Tha's what I've been trying to point out. The reviewer has a valid argument. He seems to point out how the formulaic gameplay in Still Life is indicative of the redundancies sprawling across many adventure games to come out in the past several years, due to the lack of exploration and experimentation in concepts and design:

Quote:
Its slavish dedication to convention will scratch the methodical, cerebral itch all diehard adventure game fans have. As a genre exercise, though, it exerts little energy to draw in new players.

...it's hard to believe that anyone who is still devoted to this style of gaming will find a lot in Still Life that they haven't experienced already.
Whatever exceptions, like Missing/In Memoriam, are pretty blatant in context. How many adventure games made rely on the Internet as a crucial part of its experience? How many take advantage of artificial intelligence in problem solving? Many of us are perfectly fine with the status quo and want the genre to keep producing the same fundamental stuff over and over and over. But whereas we scream for more of the same (and YES, more of the same will be made ad infitum), how fair is that to people like the reviewer, squaresie, me, and others who want very rich story driven games but without action and new ways to challenge us intellectually beyond the typical puzzle-cutscene-puzzle-cutscene approach? The same exact things you want but with a new exciting mechanic and architecture?

####

▶ Short problem A
Rewrite the paragraph of the post about adventure games that begins "Whatever exceptions, like Missing/In Memoriam" in a shorter form, keeping its main points.
▶ Short problem B
Print the post about adventure games word for word, starting at "Whatever exceptions, like" and continuing up to and including "mechanic and architecture?".

▶ Information shown
####

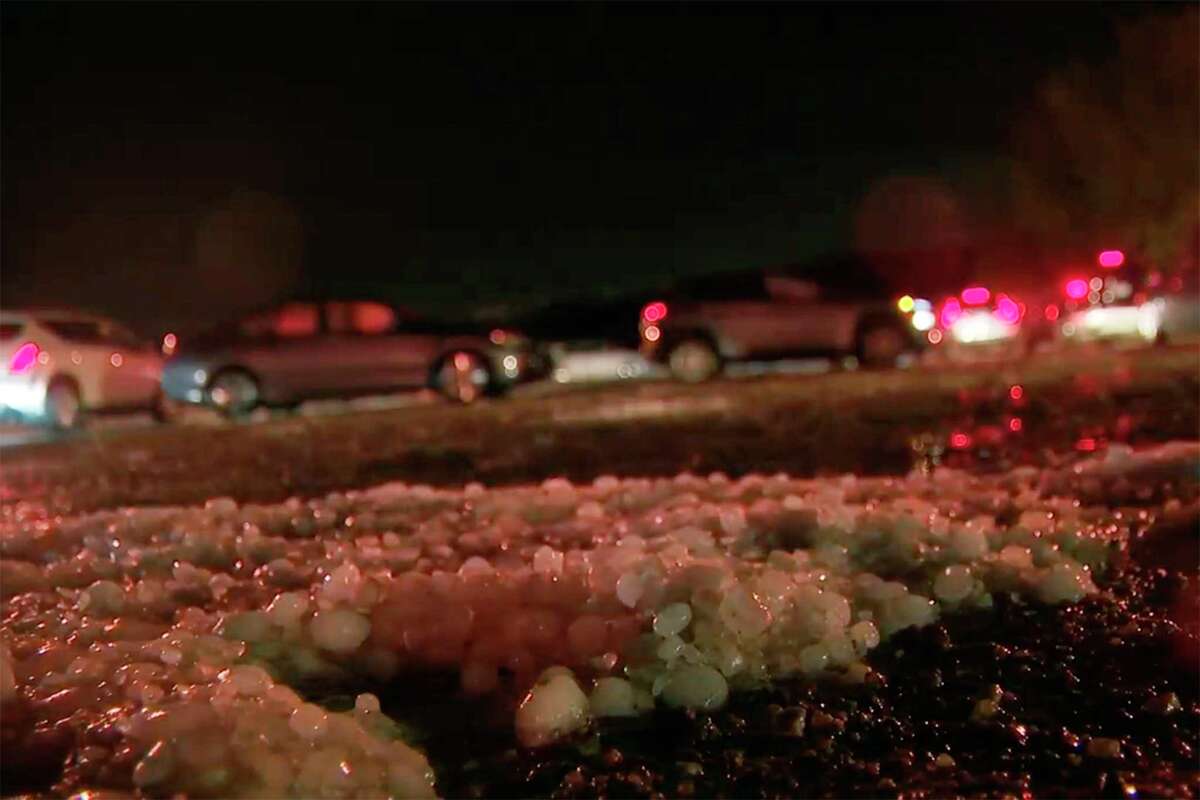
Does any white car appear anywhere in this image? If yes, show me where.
[0,311,166,428]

####

▶ Complete answer A
Exceptions such as Missing/In Memoriam stand out clearly, since few adventure games rely on the Internet as a crucial part of the experience or use artificial intelligence in problem solving. Many players are content with the status quo and want the genre to keep repeating the same basics, and more of the same will keep being made. That is unfair to people like the reviewer, squaresie, the writer and others who want rich, story-driven games without action but with new intellectual challenges beyond the usual puzzle-cutscene pattern: the same things, with a new and exciting mechanic and architecture.

▶ Complete answer B
Whatever exceptions, like Missing/In Memoriam, are pretty blatant in context. How many adventure games made rely on the Internet as a crucial part of its experience? How many take advantage of artificial intelligence in problem solving? Many of us are perfectly fine with the status quo and want the genre to keep producing the same fundamental stuff over and over and over. But whereas we scream for more of the same (and YES, more of the same will be made ad infitum), how fair is that to people like the reviewer, squaresie, me, and others who want very rich story driven games but without action and new ways to challenge us intellectually beyond the typical puzzle-cutscene-puzzle-cutscene approach? The same exact things you want but with a new exciting mechanic and architecture?